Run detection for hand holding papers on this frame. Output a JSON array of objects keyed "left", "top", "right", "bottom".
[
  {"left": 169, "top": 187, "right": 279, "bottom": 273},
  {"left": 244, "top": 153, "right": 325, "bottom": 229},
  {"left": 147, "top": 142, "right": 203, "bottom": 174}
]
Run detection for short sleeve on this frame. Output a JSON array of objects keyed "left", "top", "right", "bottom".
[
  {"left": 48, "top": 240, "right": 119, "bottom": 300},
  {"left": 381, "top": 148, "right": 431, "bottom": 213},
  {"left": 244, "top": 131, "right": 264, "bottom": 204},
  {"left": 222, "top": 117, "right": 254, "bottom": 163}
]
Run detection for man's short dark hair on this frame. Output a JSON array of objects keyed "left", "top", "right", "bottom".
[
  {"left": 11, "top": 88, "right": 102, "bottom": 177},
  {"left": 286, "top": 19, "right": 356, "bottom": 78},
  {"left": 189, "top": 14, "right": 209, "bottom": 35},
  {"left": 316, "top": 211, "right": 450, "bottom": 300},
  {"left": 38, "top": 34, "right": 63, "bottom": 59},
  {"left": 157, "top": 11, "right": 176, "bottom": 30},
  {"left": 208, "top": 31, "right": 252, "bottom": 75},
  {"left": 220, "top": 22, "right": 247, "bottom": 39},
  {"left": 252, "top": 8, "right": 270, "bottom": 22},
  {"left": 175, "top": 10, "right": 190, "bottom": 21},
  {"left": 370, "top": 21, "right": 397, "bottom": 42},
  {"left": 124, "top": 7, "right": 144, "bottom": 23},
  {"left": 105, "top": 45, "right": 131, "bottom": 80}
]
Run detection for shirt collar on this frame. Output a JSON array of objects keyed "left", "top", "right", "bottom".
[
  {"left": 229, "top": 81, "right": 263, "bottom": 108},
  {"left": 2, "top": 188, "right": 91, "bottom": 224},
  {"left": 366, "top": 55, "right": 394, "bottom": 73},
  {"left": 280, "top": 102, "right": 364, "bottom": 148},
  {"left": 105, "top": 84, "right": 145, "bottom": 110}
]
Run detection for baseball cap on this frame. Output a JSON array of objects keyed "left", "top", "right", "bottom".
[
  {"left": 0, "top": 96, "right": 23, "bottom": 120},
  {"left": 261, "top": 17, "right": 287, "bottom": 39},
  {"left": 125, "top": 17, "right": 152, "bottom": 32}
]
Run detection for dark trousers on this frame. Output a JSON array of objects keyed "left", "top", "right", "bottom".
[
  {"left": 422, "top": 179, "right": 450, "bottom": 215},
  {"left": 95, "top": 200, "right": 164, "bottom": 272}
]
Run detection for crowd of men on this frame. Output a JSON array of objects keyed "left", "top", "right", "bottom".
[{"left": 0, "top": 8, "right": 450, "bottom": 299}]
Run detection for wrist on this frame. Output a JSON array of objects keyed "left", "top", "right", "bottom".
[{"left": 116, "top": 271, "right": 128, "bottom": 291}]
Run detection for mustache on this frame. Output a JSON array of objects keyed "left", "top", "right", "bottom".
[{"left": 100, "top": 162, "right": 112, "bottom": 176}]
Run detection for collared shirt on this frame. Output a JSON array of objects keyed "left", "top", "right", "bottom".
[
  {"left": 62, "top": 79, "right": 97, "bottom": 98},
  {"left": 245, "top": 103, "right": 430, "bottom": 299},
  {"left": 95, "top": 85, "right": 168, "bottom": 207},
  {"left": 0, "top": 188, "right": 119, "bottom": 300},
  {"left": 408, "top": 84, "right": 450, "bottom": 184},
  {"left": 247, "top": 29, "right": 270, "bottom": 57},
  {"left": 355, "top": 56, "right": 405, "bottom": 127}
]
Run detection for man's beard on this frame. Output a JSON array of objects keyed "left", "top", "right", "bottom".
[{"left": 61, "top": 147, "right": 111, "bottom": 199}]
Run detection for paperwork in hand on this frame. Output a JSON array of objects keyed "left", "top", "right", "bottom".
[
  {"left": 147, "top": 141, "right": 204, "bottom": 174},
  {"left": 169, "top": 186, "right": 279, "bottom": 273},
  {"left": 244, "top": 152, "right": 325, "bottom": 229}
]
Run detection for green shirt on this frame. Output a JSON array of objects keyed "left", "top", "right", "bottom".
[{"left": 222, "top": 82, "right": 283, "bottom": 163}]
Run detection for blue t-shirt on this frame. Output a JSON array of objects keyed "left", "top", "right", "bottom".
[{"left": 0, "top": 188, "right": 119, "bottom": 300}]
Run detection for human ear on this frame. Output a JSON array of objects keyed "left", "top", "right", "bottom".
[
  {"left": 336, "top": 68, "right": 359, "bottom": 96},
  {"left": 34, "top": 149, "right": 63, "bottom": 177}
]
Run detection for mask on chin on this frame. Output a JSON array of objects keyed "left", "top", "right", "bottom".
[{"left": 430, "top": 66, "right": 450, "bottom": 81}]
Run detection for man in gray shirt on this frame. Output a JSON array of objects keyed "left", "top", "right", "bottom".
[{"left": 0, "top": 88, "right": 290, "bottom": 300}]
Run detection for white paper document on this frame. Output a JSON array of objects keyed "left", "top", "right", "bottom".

_What you should do_. Quote the records from the line containing "Run detection for mask" through the end of the records, word for word.

_Right answer_.
Run detection for mask on chin on this frame. Output a JSON array of objects keyed "left", "top", "right", "bottom".
[{"left": 430, "top": 66, "right": 450, "bottom": 81}]
Run detection for man in gray shirt on this frame. Output a JSON array of objects keyed "left", "top", "right", "bottom".
[{"left": 0, "top": 88, "right": 290, "bottom": 300}]
Run detection for white paper document on this frame. Output a JSON array of objects keyed "left", "top", "right", "bottom".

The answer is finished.